§ AIM
Count the lines in the rows below that contain the string "puffin", matching case exactly. Reply with the number alone.

____________________

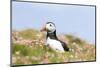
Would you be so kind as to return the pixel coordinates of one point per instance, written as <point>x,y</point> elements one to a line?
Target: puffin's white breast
<point>55,44</point>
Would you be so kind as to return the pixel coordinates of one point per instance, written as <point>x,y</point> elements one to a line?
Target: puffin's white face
<point>49,27</point>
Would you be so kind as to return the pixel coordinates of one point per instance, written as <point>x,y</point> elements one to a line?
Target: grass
<point>80,50</point>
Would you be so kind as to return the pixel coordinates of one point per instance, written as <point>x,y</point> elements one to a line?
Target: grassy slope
<point>38,54</point>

____________________

§ COMPLETED EXERCISE
2